Copy each line of the entries that contains the word "floodlights".
---- Material for the task
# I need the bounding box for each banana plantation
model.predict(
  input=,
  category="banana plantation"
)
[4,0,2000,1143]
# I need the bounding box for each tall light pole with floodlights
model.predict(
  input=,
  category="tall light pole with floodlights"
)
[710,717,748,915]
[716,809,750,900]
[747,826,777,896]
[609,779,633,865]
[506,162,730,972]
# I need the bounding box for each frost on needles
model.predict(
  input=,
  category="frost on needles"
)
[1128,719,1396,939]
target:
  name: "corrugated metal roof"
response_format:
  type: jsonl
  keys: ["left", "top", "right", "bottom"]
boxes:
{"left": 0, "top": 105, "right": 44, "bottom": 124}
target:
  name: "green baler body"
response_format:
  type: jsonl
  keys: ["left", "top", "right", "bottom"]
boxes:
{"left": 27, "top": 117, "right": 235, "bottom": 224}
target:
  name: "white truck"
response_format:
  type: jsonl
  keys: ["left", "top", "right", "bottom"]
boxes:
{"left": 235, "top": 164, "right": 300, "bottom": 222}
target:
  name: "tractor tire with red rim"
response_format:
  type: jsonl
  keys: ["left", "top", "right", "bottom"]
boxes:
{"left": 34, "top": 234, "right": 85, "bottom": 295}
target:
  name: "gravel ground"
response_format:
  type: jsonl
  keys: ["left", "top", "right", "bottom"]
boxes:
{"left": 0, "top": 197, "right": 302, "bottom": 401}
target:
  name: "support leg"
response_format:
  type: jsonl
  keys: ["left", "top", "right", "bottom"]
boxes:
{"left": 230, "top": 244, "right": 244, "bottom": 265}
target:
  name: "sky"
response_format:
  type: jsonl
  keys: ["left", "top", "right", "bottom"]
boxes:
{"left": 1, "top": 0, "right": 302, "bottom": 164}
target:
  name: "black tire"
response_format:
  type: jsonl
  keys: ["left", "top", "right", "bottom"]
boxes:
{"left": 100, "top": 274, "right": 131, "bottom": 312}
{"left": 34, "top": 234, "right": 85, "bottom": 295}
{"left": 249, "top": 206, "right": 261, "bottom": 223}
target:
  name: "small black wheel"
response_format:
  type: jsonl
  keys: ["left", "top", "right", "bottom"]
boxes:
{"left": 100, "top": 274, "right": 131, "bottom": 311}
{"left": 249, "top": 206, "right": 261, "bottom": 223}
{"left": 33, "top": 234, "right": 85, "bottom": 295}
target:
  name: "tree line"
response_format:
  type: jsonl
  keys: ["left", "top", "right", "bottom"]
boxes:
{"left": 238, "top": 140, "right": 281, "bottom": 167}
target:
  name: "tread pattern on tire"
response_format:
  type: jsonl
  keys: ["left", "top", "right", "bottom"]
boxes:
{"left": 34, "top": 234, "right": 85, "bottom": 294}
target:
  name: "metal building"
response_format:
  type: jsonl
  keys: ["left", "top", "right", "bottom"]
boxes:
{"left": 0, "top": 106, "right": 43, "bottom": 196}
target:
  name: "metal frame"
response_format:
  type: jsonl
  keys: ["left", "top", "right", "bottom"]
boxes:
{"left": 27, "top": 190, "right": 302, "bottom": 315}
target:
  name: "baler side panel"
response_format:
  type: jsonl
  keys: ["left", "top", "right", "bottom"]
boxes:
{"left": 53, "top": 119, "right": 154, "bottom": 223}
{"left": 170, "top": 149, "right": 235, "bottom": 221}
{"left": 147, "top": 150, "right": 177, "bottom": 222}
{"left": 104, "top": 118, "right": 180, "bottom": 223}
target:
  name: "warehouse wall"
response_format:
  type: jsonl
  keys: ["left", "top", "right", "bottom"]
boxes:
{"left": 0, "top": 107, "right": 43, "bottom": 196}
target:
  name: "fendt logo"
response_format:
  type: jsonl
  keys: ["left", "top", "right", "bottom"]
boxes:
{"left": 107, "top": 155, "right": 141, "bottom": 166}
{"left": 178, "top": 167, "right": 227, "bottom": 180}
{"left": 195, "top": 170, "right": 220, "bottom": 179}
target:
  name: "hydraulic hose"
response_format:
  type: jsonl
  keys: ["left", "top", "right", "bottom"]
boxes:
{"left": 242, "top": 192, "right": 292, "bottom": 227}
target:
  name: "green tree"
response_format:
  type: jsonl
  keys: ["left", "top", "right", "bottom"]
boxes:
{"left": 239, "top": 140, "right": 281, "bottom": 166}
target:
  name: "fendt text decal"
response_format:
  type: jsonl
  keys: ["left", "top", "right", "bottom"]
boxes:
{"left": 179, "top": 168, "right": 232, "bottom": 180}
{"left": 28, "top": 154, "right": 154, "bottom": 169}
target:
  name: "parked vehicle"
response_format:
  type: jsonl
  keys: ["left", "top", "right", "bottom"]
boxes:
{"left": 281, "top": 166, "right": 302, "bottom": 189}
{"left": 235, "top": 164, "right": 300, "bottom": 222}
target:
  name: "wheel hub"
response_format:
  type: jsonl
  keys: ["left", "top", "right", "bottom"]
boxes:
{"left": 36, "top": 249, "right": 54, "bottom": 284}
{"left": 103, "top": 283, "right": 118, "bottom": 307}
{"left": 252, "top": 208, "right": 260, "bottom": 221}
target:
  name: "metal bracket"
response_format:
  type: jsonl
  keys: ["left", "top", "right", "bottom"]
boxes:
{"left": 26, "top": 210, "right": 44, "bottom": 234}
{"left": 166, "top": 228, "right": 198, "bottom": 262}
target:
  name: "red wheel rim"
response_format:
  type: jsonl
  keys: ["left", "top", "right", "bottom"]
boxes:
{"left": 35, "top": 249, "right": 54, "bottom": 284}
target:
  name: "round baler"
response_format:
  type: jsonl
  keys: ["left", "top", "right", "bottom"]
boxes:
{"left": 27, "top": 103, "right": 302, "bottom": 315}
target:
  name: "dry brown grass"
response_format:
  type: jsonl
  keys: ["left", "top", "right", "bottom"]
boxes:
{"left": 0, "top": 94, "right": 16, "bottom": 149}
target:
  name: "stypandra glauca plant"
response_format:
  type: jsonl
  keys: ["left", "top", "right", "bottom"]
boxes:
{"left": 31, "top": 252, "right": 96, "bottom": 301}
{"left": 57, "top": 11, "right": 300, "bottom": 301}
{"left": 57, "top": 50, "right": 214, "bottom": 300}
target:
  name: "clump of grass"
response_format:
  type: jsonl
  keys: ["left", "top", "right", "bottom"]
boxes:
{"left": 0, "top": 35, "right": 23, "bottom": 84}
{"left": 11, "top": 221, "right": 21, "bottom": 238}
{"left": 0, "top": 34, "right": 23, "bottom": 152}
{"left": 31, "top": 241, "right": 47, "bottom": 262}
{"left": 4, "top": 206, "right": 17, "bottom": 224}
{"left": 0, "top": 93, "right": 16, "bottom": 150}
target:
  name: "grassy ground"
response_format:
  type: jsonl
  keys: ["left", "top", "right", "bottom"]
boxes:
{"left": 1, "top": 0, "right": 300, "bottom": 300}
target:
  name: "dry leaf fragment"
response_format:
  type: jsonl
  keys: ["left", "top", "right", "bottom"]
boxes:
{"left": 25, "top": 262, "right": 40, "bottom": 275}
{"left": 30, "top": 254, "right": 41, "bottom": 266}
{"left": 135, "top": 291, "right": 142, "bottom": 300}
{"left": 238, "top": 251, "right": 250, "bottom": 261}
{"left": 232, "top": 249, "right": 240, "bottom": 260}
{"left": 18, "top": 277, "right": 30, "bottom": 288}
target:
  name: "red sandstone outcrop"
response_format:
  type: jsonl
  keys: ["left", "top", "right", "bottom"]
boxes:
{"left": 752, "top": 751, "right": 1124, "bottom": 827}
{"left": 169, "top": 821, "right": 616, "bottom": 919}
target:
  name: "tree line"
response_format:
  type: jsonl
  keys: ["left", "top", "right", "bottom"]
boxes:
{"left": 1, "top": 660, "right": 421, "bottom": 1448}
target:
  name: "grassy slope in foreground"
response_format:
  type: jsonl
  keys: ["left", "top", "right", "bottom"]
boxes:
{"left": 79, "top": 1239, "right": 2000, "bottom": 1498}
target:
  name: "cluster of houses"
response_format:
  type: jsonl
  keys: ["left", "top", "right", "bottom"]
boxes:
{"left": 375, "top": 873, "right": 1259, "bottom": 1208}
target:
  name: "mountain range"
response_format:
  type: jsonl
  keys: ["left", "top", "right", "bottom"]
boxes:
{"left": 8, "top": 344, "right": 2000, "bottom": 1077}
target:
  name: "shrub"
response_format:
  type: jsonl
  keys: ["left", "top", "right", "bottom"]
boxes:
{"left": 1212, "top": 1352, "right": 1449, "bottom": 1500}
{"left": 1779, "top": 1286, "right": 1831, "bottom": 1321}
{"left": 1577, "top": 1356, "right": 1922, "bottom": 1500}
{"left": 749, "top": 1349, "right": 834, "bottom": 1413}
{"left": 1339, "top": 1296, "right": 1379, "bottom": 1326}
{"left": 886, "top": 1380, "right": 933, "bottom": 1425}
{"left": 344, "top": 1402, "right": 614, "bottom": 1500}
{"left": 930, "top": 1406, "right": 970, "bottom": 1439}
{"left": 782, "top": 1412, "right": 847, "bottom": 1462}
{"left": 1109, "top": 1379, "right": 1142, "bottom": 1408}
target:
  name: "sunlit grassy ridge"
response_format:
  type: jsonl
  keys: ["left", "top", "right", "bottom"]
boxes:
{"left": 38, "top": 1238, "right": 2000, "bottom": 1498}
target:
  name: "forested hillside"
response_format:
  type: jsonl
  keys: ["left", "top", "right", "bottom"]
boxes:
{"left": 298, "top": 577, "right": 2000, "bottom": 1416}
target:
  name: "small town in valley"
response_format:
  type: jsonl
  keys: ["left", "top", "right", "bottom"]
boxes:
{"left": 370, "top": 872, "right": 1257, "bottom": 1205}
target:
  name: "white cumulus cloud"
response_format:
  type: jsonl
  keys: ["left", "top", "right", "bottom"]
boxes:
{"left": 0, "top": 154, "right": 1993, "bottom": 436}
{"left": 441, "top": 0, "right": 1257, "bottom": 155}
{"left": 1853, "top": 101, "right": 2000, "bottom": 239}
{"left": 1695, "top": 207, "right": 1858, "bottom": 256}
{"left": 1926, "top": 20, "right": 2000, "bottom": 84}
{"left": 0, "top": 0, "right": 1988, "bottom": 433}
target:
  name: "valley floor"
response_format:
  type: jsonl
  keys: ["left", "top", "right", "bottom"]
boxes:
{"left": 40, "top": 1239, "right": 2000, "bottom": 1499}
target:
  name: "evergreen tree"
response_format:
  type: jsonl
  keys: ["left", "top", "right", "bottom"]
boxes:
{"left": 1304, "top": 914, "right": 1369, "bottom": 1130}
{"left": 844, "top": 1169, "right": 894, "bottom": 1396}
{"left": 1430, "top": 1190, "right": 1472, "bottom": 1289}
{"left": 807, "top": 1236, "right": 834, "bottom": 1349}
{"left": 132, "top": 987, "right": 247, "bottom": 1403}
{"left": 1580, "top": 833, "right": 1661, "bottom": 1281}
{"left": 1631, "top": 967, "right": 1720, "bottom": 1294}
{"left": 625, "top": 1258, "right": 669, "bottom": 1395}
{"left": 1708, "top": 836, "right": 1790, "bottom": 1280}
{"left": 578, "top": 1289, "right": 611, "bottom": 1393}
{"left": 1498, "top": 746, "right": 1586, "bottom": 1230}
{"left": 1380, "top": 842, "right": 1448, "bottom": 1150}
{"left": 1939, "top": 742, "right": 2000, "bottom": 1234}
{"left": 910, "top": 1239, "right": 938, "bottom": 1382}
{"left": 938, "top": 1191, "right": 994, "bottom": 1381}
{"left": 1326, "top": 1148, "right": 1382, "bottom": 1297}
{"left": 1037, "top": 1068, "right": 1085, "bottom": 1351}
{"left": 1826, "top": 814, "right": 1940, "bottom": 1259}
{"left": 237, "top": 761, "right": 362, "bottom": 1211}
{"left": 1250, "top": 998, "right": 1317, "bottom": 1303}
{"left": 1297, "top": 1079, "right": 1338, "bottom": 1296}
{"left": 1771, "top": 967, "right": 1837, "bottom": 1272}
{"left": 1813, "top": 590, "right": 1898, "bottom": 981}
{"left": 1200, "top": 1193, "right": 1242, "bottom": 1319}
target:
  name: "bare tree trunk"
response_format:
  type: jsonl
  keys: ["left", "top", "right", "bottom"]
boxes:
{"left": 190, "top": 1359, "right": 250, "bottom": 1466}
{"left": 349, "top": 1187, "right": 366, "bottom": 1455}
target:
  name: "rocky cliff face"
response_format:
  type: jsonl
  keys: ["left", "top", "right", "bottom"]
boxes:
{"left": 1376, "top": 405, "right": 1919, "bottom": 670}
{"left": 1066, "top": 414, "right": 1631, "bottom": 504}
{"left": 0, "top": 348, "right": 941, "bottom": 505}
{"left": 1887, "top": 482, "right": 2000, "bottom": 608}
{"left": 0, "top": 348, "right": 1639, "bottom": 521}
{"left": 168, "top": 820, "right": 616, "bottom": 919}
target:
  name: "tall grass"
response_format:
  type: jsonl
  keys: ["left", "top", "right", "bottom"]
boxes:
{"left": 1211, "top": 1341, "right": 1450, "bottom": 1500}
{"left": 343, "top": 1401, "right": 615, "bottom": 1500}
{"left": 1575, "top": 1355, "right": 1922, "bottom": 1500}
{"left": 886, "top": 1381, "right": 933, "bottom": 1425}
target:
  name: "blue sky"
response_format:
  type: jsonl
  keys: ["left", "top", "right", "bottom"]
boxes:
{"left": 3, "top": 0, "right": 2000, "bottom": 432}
--------
- Your response -
# I need the bounding box for each tall light pole with floodlights
  category="tall light pole with floodlights"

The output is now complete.